* **What the task asks**: List every line below that contains the string "corrugated", copying each one in full. Matching is case-sensitive.

★ ★ ★ ★

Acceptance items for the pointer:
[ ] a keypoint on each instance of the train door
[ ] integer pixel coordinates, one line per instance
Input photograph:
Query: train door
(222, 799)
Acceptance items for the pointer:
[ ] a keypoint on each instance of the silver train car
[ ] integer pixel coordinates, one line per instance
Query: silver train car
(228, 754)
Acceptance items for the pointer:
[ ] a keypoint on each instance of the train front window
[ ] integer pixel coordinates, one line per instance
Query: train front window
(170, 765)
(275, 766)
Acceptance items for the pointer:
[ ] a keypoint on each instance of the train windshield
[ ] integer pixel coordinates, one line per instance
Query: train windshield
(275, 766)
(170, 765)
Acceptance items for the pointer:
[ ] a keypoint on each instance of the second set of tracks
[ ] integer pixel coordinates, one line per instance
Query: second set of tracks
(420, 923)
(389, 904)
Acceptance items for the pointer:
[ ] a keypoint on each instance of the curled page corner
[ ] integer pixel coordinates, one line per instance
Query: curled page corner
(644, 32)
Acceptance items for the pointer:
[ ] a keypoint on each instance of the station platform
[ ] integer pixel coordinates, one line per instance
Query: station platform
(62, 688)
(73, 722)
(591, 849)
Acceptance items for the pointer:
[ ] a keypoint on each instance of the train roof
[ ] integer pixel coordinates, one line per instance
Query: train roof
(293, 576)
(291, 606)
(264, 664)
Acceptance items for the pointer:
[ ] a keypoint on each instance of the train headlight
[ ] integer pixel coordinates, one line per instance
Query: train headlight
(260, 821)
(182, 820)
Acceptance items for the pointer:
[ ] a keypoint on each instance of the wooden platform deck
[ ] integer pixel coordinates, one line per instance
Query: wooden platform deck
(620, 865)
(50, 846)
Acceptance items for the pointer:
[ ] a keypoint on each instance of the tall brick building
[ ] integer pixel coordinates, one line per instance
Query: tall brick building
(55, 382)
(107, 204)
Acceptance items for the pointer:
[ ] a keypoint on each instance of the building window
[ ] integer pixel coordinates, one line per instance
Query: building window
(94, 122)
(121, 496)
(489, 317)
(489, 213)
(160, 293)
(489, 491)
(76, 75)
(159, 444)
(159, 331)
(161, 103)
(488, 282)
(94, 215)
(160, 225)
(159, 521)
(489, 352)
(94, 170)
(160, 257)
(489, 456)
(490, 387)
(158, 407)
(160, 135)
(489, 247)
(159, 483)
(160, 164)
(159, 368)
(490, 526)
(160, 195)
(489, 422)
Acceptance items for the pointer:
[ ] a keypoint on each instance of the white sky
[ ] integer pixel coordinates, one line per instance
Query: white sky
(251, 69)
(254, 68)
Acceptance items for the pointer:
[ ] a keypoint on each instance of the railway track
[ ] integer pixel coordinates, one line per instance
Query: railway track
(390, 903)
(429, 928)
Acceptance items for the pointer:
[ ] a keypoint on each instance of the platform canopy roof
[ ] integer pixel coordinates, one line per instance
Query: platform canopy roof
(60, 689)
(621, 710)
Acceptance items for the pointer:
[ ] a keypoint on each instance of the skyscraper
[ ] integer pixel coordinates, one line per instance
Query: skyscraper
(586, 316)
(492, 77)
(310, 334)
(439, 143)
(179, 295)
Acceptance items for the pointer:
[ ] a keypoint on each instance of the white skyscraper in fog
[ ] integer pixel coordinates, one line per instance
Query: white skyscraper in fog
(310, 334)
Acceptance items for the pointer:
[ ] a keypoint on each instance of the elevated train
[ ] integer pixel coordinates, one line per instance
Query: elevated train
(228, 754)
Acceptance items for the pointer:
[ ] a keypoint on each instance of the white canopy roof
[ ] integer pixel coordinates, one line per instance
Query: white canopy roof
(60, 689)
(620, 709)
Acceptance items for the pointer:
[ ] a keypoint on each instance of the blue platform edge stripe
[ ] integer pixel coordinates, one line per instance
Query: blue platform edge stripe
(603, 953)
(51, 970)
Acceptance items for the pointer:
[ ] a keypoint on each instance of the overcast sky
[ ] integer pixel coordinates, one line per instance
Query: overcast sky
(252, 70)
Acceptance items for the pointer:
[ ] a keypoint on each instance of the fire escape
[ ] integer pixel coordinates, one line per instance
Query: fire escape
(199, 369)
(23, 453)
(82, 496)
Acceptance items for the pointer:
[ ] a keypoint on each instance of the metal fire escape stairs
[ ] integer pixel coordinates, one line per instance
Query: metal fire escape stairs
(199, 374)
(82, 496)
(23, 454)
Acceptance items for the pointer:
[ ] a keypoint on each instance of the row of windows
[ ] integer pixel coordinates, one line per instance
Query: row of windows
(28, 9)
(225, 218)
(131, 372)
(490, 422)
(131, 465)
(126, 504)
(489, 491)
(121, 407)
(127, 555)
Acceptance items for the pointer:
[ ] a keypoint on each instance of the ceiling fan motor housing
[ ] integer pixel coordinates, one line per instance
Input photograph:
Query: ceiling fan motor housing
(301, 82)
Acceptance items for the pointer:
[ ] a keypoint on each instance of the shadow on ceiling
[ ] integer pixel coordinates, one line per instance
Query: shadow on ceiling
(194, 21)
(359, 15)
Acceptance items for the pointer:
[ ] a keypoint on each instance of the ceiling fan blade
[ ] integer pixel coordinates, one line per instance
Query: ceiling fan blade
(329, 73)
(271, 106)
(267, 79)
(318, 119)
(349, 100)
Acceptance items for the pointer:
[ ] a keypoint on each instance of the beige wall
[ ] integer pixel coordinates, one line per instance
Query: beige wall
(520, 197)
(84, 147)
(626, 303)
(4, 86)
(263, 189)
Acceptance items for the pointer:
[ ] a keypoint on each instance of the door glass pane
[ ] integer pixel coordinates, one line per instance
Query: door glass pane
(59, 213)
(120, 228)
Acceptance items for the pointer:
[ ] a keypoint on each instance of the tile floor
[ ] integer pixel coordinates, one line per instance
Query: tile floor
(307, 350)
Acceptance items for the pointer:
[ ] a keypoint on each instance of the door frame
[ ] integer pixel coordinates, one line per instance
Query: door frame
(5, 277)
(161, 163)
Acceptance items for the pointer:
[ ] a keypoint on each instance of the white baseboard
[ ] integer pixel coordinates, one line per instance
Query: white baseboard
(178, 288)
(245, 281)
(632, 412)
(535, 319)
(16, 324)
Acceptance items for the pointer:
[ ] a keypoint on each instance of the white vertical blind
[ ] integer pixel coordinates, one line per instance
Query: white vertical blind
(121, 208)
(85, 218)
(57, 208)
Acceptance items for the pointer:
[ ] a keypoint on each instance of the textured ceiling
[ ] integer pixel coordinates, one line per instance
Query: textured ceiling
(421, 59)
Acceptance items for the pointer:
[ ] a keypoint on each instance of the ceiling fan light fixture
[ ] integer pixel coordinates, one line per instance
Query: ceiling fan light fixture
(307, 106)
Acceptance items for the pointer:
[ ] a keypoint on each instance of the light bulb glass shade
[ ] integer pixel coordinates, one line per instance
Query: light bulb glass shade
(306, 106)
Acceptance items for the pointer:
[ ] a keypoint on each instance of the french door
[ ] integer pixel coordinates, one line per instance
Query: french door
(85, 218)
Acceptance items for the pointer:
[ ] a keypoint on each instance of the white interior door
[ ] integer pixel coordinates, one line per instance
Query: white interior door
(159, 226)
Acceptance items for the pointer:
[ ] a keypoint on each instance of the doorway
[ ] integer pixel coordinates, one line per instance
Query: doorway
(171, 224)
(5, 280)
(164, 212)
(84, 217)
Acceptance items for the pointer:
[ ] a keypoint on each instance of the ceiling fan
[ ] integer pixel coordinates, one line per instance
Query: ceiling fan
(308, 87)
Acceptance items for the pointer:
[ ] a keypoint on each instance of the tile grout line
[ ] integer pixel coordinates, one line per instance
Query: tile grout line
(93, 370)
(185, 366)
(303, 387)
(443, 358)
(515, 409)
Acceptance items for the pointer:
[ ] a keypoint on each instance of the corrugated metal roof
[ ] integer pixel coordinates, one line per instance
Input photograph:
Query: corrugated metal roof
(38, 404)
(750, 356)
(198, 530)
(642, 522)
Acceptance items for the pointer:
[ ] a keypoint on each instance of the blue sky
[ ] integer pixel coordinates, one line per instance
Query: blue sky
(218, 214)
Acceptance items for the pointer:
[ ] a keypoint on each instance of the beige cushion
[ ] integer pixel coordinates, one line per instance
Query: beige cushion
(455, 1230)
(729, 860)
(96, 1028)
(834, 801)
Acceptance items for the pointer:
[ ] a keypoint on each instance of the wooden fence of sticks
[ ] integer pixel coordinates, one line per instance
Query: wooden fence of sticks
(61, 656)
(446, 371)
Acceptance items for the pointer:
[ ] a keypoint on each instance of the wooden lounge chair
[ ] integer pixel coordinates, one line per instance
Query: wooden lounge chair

★ ★ ★ ★

* **Reply**:
[ ] a keypoint on each instance of the corrugated metal roof
Query: corrugated metal roof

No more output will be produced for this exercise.